▶ What to produce
Repeat the entries shown below with every word and mark intact.

▶ Material to process
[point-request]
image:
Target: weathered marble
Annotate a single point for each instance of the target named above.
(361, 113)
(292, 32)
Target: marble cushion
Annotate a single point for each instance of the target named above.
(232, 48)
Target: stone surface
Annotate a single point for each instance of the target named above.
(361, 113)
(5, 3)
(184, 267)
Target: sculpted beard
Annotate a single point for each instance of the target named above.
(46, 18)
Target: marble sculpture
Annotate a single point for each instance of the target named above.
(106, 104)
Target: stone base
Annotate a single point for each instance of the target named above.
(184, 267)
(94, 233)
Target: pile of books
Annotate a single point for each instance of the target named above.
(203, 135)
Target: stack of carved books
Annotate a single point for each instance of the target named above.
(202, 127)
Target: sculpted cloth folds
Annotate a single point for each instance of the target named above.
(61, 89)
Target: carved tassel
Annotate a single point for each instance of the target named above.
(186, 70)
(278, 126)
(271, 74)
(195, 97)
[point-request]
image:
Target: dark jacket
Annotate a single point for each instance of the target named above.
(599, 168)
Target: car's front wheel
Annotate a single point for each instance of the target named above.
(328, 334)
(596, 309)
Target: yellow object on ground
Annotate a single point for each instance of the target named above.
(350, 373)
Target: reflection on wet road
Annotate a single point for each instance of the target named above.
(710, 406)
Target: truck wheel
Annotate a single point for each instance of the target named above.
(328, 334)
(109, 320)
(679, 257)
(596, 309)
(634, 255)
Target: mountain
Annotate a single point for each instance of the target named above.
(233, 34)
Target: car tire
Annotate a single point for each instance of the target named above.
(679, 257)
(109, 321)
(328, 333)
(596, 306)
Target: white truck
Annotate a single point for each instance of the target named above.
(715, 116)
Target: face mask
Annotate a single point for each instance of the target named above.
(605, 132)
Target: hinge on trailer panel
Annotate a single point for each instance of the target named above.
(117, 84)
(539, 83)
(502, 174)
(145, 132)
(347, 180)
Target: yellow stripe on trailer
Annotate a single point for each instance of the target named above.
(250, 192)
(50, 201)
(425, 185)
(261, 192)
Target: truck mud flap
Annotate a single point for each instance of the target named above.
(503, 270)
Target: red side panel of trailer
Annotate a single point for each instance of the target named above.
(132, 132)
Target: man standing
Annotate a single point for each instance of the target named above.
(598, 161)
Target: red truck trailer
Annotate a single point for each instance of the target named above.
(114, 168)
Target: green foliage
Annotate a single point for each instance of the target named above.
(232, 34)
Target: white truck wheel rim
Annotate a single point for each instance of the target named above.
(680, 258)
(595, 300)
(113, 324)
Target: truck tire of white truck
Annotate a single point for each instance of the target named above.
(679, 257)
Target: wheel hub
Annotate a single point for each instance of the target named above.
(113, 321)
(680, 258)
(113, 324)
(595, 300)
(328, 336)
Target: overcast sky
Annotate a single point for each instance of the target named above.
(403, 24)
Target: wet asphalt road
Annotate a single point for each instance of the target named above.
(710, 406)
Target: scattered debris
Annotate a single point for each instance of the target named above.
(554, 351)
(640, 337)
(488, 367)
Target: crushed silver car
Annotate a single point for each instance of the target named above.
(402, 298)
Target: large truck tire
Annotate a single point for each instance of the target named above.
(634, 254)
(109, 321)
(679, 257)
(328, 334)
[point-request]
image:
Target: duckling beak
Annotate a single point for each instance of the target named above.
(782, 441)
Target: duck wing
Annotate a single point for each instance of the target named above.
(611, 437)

▶ Answer box
[point-request]
image:
Target: weathered marble
Annotate a single point for each instance of the target named above.
(361, 113)
(292, 32)
Target: marble cushion
Annotate a single point for each instance of the target named above.
(232, 48)
Target: stone surface
Annotate a single point for each instance of the target named above.
(361, 113)
(5, 3)
(184, 267)
Target: sculpted beard
Annotate a single point for each instance of the target named above.
(46, 18)
Target: marble sculpture
Annotate a single point for each instance of the target named above.
(106, 104)
Target: stone base
Annotate a single point for each instance of the target named above.
(184, 267)
(94, 233)
Target: pile of books
Annotate a single point for each instance of the target named above.
(203, 135)
Target: stack of carved books
Annotate a single point for each instance of the target named above.
(202, 127)
Target: sculpted cloth folds
Annotate a single point for each instance of the target named above.
(61, 89)
Target: carved tassel
Annotate a single point for each instance of the target named above.
(186, 70)
(278, 126)
(271, 74)
(195, 97)
[point-request]
image:
Target: dark jacket
Annotate a single point for each instance of the target named above.
(599, 168)
Target: car's front wheel
Annotate a single point for each instance of the target named above.
(328, 334)
(596, 309)
Target: yellow object on ground
Annotate a single point for each instance of the target named above.
(350, 373)
Target: reflection on wet road
Annotate a single point for each instance of the target named above.
(710, 406)
Target: truck wheel
Annotate a single point for each instance of the target named above.
(328, 334)
(109, 320)
(679, 257)
(596, 309)
(634, 255)
Target: mountain
Annotate a single point for each instance of the target named above.
(233, 34)
Target: car tire
Annotate a single point for each instance of the target named above.
(679, 257)
(109, 321)
(328, 333)
(596, 306)
Target: white truck
Annotate a single point for each instance of the target named above.
(715, 116)
Target: face mask
Annotate a single point for each instance of the target named above.
(605, 132)
Target: hinge on trailer panel
Annotate a single point for each instance of the target named above.
(117, 84)
(539, 83)
(502, 174)
(145, 132)
(347, 180)
Target: yellow stripe on trailer
Annotate a single point for each instance of the target named above.
(250, 192)
(50, 201)
(425, 185)
(261, 192)
Target: truck mud flap
Annotate a single point for each instance of the target named above.
(503, 270)
Target: red side panel of trailer
Annotate a single point for each instance of the target named above.
(132, 132)
Target: man standing
Annotate a single point for each instance of the target named above.
(598, 161)
Target: red truck trailer
Annotate a single point for each instance of the target named above.
(114, 168)
Target: green foliage
Annotate a single point for each instance of the target named above.
(232, 34)
Target: white truck wheel rim
Annotate a single point for each instance of the target named above.
(680, 258)
(595, 300)
(113, 324)
Target: truck tire of white truck
Annotate a single point for each instance of the target named above.
(679, 257)
Target: wheel hub
Annotate a single point for each instance of the target named above.
(113, 321)
(680, 258)
(113, 324)
(595, 300)
(328, 336)
Target: overcast sky
Annotate a single point for each instance of the target named above.
(403, 24)
Target: wet asphalt road
Annotate a single point for each instance of the target named above.
(710, 406)
Target: scattered debris
Annotate a single point for each instance of the target named above.
(554, 351)
(640, 337)
(488, 367)
Target: crushed silver car
Annotate a single point for each instance of the target named above.
(402, 298)
Target: large truck tire
Annotate a single point for each instance of the target named above.
(634, 254)
(109, 321)
(679, 257)
(328, 334)
[point-request]
image:
Target: duckling beak
Annotate a single point for each instance of the target named above.
(782, 441)
Target: duck wing
Annotate a single point for each instance of the target named above.
(611, 437)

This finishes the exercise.